Kaynak Metin:
Ticaret Bakanlığından yapılan açıklamada, ABD’nin çelik ve alüminyum ithalatına 2018 yılında getirdiği ek vergilere karşı Türkiye’nin Dünya Ticaret Örgütü’nde (DTÖ) açtığı davada kurulan panelin, Türkiye’nin tezlerini desteklediği ve ABD’nin yürürlüğe koyduğu ek vergilerin uluslararası ticaret kurallarına aykırı olduğuna hükmettiği belirtildi.
Panelin ABD’nin ek vergileri kaldırmasını istediği ifade edilen açıklamada, panel kararının 9 Aralık’ta tüm DTÖ üyeleriyle paylaşıldığı not düşüldü.
ABD tarafından çelik ve alüminyum ithalatında uygulanan ek vergiler aleyhine Çin Halk Cumhuriyeti, Norveç ve İsviçre tarafından açılan davalarda da anılan ülkelerin haklı bulunduğuna ilişkin panel kararlarının Türkiye lehine alınan panel kararı ile aynı günde DTÖ üyelerine duyurulduğu hatırlatılan açıklamada, şunlar aktarıldı:
“Söz konusu davada, ABD ek vergi düzenlemesini ulusal güvenlik gerekçesi altında savunmuştur. Türkiye işaret edilen Gümrük Vergileri ve Ticaret Genel Anlaşması (GATT 1994) Madde 21’in savaş hali gibi olağanüstü durumlarda uygulanan bir madde olduğunu ortaya koymuş ve ABD’nin uygulamaya koyduğu ek vergilerin aslında yerli üretimi ithalat artışından korumaya yönelik bir uygulama olduğunu açıklamış ve Korunma Önlemleri Anlaşması ile ilişkilendirmiştir. Nihai Rapor ile Panel, ABD’nin çeşitli çelik ve alüminyum ürünlerine getirdiği ek vergilerin ABD’nin iddia ettiğinin aksine, ulusal güvenlik istisnası altında savunulamayacağını net bir şekilde ortaya koymuştur. Karar, ABD’nin süreç içinde, Avustralya, Güney Kore, Brezilya ile Arjantin, Kanada ve Meksika’yı da bir şekilde uygulamadan muaf tutmasını GATT 1994’ün temel prensibi olan ve üye ülkeler arasında ayrım yapılmasını engellemeye yönelik, En Çok Kayrılan Ülke (MFN) prensibine de aykırı bulmuştur.”

Satırlardan Alıntılar:
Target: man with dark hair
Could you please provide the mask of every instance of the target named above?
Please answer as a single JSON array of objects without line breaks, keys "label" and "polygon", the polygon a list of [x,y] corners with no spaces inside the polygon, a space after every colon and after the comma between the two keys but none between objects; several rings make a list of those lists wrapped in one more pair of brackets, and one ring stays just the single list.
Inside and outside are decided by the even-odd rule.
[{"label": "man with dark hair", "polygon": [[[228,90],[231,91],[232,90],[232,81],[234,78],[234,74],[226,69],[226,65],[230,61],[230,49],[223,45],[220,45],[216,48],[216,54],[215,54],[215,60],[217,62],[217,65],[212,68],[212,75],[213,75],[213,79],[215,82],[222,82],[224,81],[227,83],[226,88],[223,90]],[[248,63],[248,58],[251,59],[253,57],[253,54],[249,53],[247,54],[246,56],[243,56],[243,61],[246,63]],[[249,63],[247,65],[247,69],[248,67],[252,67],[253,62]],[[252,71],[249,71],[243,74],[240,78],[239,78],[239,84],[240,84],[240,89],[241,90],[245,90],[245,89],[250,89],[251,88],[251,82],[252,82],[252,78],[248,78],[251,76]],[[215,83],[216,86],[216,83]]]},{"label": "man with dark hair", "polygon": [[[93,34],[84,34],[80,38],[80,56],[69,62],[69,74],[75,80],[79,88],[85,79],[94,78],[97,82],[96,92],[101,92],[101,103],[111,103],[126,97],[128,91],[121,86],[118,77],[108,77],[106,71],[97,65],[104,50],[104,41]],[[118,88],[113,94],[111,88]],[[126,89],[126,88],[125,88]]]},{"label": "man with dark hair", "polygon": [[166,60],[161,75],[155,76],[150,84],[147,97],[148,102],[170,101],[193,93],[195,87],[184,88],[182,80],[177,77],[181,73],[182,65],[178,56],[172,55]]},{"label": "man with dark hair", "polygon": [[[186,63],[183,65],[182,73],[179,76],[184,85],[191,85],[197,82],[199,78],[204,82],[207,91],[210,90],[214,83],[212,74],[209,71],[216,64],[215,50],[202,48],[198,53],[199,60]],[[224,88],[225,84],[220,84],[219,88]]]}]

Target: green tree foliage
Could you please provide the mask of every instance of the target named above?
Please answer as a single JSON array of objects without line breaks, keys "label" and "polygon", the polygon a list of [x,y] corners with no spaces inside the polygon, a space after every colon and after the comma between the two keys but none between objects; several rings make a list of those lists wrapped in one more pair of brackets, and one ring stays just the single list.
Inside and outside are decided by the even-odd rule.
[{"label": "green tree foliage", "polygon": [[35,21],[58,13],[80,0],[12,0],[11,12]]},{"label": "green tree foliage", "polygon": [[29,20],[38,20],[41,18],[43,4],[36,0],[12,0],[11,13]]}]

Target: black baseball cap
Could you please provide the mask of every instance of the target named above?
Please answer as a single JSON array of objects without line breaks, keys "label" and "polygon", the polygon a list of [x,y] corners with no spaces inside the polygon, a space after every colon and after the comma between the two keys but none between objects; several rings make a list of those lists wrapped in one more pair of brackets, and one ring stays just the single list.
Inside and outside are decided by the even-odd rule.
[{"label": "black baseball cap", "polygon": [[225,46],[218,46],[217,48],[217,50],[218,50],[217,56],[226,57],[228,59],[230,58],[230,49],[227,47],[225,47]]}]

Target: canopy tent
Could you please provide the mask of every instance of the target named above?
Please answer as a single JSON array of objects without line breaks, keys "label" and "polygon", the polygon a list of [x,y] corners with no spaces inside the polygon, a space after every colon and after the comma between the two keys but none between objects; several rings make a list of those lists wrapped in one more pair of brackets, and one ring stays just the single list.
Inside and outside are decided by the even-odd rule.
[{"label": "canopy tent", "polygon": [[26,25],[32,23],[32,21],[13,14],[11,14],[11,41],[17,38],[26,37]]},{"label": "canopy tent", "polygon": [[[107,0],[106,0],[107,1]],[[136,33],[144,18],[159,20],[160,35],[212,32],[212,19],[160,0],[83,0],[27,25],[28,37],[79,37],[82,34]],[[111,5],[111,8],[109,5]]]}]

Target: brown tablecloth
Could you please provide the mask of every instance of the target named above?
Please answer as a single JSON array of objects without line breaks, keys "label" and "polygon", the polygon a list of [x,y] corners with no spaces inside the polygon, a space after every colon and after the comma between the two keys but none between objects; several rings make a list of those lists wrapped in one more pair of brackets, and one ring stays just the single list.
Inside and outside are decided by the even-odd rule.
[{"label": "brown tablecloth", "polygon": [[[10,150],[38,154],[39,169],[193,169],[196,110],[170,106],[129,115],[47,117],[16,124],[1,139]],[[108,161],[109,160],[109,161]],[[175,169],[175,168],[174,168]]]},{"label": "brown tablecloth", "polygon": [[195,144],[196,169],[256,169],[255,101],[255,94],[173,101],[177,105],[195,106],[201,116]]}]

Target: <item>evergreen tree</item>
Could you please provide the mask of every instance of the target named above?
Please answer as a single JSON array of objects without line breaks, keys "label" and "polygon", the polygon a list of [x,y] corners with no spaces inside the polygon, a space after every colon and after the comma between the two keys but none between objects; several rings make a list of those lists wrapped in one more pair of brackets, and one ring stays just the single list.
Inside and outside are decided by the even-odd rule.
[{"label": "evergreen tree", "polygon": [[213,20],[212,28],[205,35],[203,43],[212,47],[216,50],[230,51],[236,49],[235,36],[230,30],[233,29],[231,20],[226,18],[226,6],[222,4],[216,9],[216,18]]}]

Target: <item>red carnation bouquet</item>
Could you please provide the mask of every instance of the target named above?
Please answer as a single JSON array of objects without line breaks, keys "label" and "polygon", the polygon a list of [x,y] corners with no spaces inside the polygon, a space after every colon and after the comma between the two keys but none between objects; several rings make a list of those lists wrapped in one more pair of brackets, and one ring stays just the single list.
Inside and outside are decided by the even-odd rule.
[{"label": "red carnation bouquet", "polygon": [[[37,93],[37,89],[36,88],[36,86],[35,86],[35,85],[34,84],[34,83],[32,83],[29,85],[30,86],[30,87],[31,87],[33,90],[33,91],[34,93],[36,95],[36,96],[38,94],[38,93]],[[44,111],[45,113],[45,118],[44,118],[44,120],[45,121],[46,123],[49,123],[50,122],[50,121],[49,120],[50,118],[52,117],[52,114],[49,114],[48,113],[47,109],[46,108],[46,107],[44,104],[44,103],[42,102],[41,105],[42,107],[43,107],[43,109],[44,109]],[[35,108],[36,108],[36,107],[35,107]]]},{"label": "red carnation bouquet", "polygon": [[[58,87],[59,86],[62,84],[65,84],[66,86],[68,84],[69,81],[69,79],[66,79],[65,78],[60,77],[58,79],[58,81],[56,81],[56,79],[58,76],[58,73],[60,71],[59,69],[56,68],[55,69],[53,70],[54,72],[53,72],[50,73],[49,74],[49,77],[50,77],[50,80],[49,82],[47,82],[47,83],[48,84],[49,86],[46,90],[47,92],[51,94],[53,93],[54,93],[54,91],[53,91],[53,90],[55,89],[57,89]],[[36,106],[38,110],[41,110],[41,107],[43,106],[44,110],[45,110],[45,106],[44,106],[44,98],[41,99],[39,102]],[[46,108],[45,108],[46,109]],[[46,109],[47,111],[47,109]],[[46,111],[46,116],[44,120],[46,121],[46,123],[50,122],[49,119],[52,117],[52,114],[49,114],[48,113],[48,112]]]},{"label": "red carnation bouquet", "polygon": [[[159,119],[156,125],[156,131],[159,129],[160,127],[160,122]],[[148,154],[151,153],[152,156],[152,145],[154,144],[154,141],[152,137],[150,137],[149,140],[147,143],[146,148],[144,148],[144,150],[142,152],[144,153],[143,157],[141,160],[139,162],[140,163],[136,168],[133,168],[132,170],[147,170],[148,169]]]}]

Hedefiniz:
ABD'nin çelik ve alüminyum vergilerine karşı DTÖ'de verilen panel kararını anlatan metni, son cümlesinden sonrasını yazarak sürdürün.

Nihai Sonuç:
Açıklamada, nihai raporda panelin özetle Türkiye’nin esaslı iddialarını kabul ettiği ve ABD’nin ek vergi uygulamasının hukuksuz bir uygulama olduğunun tescil edildiği belirtilerek, “Bu karar ile ileriye yönelik olarak ülkelerin ulusal güvenlik iddiasını geniş yorumlayarak korumacı önlemler almasının önüne geçilmesi sağlanmıştır. Bu davanın sonuçları, sadece ülkemiz değil halihazırda önleme tabi tutulan tüm üyeler için de bir kazanım niteliğindedir. Bu karar sonrası Türkiye, korumacı ve uluslararası kurallara aykırı uygulamaların arttığı bir dönemde kurucu üyesi olduğu DTÖ’nün mekanizmaları içinde kalarak haklılığını ortaya koymuş ve bir içtihat oluşmasına katkıda bulunmuştur. Dava sonucu, ülkemiz açısından önemli bir başarıdır” denildi.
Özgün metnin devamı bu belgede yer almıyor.